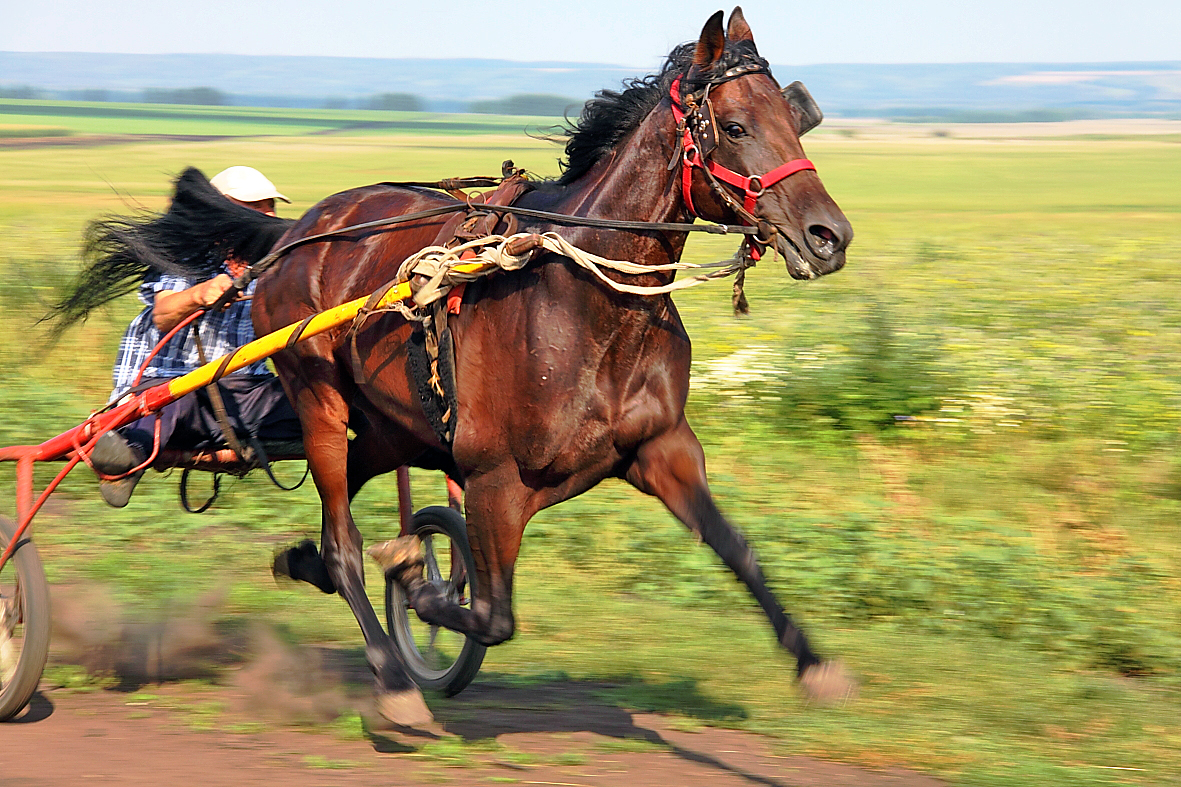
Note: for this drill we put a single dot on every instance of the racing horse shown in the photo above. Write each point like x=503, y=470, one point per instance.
x=561, y=382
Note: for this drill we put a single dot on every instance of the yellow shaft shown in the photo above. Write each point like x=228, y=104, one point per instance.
x=268, y=345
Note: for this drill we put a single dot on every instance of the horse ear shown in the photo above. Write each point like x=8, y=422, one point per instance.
x=711, y=44
x=738, y=30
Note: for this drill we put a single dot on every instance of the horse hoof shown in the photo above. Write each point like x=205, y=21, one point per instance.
x=828, y=684
x=403, y=552
x=404, y=708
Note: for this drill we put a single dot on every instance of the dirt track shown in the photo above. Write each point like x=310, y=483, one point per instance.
x=555, y=734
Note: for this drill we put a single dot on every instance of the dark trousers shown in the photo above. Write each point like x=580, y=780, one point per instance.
x=254, y=404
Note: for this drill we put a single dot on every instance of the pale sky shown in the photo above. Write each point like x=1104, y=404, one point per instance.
x=625, y=32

* **Work item**
Reply with exactly the lines above from the one that contains "y=104, one point per instance." through the final line of the material, and with nothing else.

* **Answer area**
Note: for this drill we put a single dot on every instance of the yellow shaft shown in the photo above. Write each point like x=228, y=104, one point per instance.
x=268, y=345
Note: for this drill we put a single dot on every instance of the horse ear shown in the photo above. Write each point like x=8, y=422, one point per instance.
x=711, y=44
x=738, y=30
Note: for this drill we put a single dot on every instance of the horse hoof shown in the photo above. Write each point like x=205, y=21, one point per instance.
x=828, y=684
x=403, y=552
x=404, y=708
Note: for this drill we put a single dot on every instance of the dirt track shown in the photo above. Write each point like x=310, y=483, one point per instance.
x=555, y=734
Note: for this drill we put a single dot on every instance of the dark trousers shown in the photo above. Write each point like x=580, y=780, one point per instance.
x=254, y=404
Note: for this drill we put a single dot on every instance of the pale sky shown in the photo above. Write each point like x=1104, y=404, one point per instance.
x=625, y=32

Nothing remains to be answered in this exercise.